== ACTION ITEM ==
Write out the entries below in full, exactly as given.
____
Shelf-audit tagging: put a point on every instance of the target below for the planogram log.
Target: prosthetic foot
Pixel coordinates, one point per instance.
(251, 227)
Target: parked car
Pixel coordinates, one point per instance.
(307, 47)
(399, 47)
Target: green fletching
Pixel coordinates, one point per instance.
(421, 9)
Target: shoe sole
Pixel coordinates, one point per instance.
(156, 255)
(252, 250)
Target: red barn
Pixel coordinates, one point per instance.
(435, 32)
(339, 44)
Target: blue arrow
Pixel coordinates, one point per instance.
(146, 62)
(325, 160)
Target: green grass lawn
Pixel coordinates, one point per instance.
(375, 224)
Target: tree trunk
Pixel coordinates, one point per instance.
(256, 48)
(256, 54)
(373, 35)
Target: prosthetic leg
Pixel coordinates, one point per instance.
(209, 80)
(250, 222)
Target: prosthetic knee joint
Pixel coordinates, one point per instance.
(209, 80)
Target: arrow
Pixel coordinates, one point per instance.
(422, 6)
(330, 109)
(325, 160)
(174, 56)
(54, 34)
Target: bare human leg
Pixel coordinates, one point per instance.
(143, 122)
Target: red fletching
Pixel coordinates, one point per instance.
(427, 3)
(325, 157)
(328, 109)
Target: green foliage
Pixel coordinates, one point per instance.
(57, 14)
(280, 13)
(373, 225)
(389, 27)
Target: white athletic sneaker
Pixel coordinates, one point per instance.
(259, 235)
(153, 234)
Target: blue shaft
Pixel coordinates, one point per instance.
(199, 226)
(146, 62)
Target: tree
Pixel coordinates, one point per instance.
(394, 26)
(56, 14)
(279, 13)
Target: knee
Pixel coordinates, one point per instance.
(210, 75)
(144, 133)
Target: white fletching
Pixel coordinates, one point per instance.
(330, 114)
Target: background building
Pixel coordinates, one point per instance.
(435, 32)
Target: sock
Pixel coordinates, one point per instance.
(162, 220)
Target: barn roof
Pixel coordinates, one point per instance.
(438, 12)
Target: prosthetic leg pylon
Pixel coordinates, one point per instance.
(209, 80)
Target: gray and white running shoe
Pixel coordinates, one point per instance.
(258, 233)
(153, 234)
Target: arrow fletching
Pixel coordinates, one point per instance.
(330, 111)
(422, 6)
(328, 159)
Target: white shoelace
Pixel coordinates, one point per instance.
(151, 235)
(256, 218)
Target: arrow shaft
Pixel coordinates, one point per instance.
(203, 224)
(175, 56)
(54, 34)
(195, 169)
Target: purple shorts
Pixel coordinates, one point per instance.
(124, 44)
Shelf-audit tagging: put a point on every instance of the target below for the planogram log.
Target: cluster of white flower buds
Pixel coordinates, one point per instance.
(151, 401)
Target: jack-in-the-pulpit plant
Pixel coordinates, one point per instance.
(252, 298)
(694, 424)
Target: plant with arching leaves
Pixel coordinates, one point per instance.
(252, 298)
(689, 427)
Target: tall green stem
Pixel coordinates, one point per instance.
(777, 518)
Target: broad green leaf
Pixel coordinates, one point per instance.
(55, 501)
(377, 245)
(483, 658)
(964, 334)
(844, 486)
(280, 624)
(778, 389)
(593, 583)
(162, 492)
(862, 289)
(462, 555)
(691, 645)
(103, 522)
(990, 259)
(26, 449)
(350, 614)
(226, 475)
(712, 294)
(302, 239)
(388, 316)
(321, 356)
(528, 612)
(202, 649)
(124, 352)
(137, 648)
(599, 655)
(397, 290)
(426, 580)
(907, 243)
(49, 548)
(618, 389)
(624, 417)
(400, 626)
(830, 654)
____
== SOLVED PROBLEM ==
Shelf-audit tagging: put a point on every instance of the target below for the planogram log.
Target: prosthetic foot
Pixel coordinates, one point per instance.
(251, 227)
Target: parked car
Pixel coordinates, one point per instance.
(307, 47)
(399, 47)
Target: green fletching
Pixel coordinates, one point per instance.
(421, 9)
Target: shoe sole
Pixel coordinates, one point per instance.
(156, 255)
(252, 250)
Target: red barn
Pixel coordinates, one point per instance.
(435, 32)
(339, 44)
Target: blue arrow
Pixel coordinates, one point per instance.
(146, 62)
(325, 160)
Target: green grass lawn
Pixel coordinates, one point per instance.
(375, 224)
Target: tree trunk
Pixel coordinates, one point per instance.
(256, 48)
(256, 54)
(373, 35)
Target: prosthetic leg
Pixel coordinates, one point per instance.
(209, 80)
(250, 222)
Target: prosthetic knee joint
Pixel coordinates, one point per instance.
(209, 80)
Target: arrow
Pixel coordinates, one point per instance.
(422, 6)
(330, 109)
(325, 160)
(174, 56)
(54, 34)
Target: bare human leg
Pixel coordinates, one point per instance.
(143, 122)
Target: red fletching
Pixel coordinates, one point per instance.
(427, 3)
(325, 157)
(328, 109)
Target: green foliage
Pixel coordinates, one point per instance.
(57, 14)
(280, 13)
(373, 225)
(389, 27)
Target: white athletic sneaker
Pixel coordinates, one point per instance.
(259, 235)
(153, 234)
Target: blue shaft
Pixel coordinates, one point per instance.
(199, 226)
(146, 62)
Target: tree
Pixel coordinates, one point per instance.
(394, 26)
(56, 14)
(279, 13)
Target: knee
Pixel coordinates, one point per instance.
(210, 75)
(144, 133)
Target: white fletching
Pixel coordinates, one point per instance.
(330, 114)
Target: background building
Pixel coordinates, one point per instance.
(435, 32)
Target: sock
Pixel coordinates, one point per instance.
(162, 220)
Target: barn roof
Pixel coordinates, one point per instance.
(438, 12)
Target: prosthetic leg pylon
Pixel coordinates, one point per instance.
(209, 80)
Target: gray and white running shoe
Pixel coordinates, one point per instance.
(258, 233)
(153, 234)
Target: arrow fletching
Pixel coordinates, one point per instance.
(330, 111)
(422, 6)
(328, 159)
Target: white shoelace
Pixel coordinates, one point per instance.
(151, 235)
(256, 218)
Target: arrow shaft
Pixel coordinates, one point per instance.
(203, 224)
(175, 56)
(54, 34)
(195, 169)
Target: purple shorts
Pixel coordinates, one point per instance.
(124, 44)
Shelf-audit tagging: put a point on every instance of the target below for the planogram log.
Target: cluster of white flower buds
Pixel coordinates, one point per instance.
(151, 401)
Target: jack-in-the-pulpit plant
Pixel coordinates, one point per instance.
(252, 298)
(694, 424)
Target: plant with arching leaves
Pixel coordinates, one point per instance.
(252, 298)
(689, 427)
Target: tall green stem
Pixel coordinates, one point per instance.
(777, 518)
Target: broad green leaf
Pixel coordinates, one point per instance.
(55, 501)
(377, 245)
(483, 658)
(964, 334)
(844, 486)
(280, 624)
(778, 389)
(593, 583)
(162, 492)
(862, 289)
(462, 555)
(691, 645)
(103, 522)
(990, 259)
(26, 449)
(350, 614)
(226, 475)
(712, 294)
(302, 239)
(388, 316)
(321, 356)
(528, 612)
(202, 649)
(124, 352)
(137, 648)
(599, 655)
(397, 290)
(426, 580)
(907, 243)
(49, 548)
(618, 389)
(624, 417)
(400, 626)
(830, 654)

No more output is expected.